WRITTEN EXERCISE –
Could the lines from the one with "Mark the paramedic" through the end of the listing be restated exactly, with nothing else included?

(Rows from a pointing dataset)
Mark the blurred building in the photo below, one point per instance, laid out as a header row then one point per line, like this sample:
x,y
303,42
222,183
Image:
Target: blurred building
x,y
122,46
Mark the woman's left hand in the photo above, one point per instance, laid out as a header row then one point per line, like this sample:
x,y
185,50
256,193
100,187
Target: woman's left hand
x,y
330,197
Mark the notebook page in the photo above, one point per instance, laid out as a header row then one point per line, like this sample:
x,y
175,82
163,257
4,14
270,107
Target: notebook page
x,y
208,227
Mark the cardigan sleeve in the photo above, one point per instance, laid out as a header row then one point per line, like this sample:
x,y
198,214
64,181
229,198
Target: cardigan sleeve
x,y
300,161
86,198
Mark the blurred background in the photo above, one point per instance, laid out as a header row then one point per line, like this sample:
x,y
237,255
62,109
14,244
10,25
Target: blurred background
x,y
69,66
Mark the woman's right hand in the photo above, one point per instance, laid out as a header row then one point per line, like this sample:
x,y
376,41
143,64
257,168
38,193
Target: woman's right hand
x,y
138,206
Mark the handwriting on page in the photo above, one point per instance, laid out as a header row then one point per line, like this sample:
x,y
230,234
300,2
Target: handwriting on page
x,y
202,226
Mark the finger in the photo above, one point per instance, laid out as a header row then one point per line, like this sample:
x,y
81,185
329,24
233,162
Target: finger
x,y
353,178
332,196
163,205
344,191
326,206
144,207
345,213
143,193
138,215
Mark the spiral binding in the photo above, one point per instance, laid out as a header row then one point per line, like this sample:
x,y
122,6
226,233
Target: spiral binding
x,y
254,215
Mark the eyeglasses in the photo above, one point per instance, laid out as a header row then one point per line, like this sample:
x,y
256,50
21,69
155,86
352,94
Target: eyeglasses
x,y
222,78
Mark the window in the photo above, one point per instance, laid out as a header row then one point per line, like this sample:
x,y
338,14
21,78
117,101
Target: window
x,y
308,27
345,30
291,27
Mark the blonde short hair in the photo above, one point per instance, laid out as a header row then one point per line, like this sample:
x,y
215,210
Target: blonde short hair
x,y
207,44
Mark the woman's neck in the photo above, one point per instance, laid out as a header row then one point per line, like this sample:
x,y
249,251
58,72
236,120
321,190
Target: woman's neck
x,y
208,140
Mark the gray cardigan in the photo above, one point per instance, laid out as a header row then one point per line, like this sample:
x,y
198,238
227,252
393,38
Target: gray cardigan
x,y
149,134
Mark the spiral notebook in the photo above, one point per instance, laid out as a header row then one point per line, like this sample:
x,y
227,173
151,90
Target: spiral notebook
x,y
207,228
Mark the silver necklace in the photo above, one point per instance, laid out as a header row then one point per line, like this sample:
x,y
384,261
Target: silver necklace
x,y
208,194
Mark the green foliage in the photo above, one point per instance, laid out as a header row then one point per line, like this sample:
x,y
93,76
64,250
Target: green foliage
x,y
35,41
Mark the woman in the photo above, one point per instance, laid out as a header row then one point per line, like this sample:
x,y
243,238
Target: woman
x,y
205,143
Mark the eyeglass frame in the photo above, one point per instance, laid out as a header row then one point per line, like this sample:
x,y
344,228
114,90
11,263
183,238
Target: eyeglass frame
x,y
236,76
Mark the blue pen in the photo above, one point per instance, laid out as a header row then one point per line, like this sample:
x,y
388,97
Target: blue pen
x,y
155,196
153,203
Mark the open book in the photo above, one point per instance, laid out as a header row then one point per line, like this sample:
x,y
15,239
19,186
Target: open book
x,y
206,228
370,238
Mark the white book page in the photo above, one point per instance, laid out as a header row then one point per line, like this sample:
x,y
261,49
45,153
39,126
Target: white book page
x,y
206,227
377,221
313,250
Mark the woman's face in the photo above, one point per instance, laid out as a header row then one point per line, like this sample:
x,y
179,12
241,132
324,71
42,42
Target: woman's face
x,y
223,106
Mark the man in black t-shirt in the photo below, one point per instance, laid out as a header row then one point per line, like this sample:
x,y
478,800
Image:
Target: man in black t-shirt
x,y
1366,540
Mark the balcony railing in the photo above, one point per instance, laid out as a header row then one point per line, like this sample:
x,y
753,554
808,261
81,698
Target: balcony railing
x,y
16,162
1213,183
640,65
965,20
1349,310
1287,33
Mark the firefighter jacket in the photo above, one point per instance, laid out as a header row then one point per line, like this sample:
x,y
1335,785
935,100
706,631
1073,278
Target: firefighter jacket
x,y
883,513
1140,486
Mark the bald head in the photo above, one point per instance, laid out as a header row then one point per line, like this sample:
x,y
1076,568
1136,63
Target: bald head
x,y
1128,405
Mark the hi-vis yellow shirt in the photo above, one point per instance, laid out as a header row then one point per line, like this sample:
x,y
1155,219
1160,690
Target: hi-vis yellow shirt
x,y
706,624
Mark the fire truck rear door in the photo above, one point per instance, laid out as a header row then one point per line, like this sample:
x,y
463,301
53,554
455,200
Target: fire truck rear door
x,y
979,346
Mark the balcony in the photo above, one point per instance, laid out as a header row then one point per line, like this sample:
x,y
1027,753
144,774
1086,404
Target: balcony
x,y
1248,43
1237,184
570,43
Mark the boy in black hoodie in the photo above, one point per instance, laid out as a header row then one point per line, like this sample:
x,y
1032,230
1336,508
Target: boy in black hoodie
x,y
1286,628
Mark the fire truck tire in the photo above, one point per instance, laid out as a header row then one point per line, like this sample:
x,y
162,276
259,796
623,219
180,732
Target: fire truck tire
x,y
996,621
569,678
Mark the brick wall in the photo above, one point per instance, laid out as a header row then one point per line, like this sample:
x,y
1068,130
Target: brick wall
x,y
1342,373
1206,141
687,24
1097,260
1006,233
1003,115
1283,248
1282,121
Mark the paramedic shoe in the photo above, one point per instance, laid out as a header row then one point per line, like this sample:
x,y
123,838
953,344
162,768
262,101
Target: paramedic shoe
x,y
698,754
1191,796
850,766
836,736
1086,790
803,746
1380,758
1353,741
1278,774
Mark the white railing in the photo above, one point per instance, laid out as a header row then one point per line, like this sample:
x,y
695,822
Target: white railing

WORKED SOLUTION –
Mark the paramedic shoe in the photo above, one point per instance, laid out as a header row then one point per line, like this sample:
x,y
123,838
953,344
162,768
262,101
Target: paramedic shoe
x,y
698,754
1191,796
850,766
836,736
1086,790
803,746
1380,758
1353,741
1278,774
Mark the white railing in the photo above, one point per instance, laid out as a header row then one point per line, like this sample:
x,y
695,822
Target: white railing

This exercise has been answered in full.